- EXERCISE DESCRIPTION
Take the line that contains "dishwasher and report the position of each." and all lines after it, up to and including the last line of the data, and write them out exactly; nothing else belongs in the answer.

(Records excerpted from a collection)
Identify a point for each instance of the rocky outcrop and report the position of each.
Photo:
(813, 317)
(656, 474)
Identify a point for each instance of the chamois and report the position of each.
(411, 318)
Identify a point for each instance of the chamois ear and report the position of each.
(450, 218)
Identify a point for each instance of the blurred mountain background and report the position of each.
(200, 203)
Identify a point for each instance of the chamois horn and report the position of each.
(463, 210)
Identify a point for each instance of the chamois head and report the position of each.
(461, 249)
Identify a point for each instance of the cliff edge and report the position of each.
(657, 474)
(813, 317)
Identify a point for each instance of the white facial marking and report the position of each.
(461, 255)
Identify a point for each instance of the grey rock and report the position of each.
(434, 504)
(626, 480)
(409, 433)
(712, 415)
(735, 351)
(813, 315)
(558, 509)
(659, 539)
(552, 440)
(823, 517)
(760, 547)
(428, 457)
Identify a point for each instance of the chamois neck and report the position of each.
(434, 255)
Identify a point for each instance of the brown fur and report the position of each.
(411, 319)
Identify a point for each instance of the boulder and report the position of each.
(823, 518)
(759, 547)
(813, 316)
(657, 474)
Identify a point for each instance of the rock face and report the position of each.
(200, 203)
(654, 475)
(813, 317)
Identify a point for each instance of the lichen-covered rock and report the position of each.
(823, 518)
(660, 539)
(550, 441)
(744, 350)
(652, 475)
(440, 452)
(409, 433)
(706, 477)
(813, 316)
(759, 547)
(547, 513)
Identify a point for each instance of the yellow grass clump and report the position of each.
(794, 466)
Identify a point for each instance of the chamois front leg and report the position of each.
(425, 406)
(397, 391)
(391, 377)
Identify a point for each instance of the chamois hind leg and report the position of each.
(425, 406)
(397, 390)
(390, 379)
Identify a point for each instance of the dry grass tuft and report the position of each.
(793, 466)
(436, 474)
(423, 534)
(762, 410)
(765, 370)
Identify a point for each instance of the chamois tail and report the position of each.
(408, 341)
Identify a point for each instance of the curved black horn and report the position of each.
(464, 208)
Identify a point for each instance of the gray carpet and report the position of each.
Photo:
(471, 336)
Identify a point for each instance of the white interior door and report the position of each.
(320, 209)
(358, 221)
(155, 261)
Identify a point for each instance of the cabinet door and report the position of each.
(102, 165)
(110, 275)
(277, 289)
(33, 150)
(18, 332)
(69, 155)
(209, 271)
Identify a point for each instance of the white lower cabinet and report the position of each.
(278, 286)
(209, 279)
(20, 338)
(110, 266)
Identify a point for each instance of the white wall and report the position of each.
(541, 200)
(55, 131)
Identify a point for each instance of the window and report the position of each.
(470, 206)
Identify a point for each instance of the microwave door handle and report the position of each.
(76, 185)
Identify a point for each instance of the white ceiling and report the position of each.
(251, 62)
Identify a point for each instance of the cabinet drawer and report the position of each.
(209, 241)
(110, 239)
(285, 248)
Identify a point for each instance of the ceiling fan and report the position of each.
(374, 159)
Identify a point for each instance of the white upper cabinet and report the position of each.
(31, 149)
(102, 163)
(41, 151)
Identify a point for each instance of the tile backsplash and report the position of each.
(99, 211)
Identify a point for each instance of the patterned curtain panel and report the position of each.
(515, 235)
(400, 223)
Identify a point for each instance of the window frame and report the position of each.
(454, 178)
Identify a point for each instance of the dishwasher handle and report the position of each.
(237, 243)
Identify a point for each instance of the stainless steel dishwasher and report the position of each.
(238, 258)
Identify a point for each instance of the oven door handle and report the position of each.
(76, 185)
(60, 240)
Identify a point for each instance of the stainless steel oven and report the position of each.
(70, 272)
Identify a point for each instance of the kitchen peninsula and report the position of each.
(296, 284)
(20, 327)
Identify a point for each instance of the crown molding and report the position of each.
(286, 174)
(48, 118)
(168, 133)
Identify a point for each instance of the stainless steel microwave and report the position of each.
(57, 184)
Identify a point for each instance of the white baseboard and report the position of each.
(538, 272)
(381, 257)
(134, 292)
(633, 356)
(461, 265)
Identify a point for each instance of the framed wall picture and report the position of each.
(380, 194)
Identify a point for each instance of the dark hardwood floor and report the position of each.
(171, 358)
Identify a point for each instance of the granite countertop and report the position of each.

- RESULT FOR THIS EXERCISE
Identify a point for each instance of the stainless steel dishwasher and report the position of each.
(238, 258)
Identify a point for each instance of the oven door handle and report the position of each.
(76, 185)
(60, 240)
Identify a point for each instance of the stainless steel oven and report the position of each.
(70, 272)
Identify a point for each instance of the kitchen peninsula and report the position of each.
(296, 284)
(20, 327)
Identify a point for each instance of the crown molding and report the position of each.
(286, 174)
(48, 118)
(168, 133)
Identify a point for each instance of the stainless steel microwave and report the position of each.
(57, 184)
Identify a point for each instance of the white baseboard and report the position of each.
(538, 272)
(381, 257)
(134, 292)
(633, 356)
(461, 265)
Identify a point for each instance of the framed wall picture and report the position of each.
(380, 194)
Identify a point for each instance of the dark hardwood floor and report the position of each.
(171, 358)
Identify a point for each instance of the granite countertop and report the position of each.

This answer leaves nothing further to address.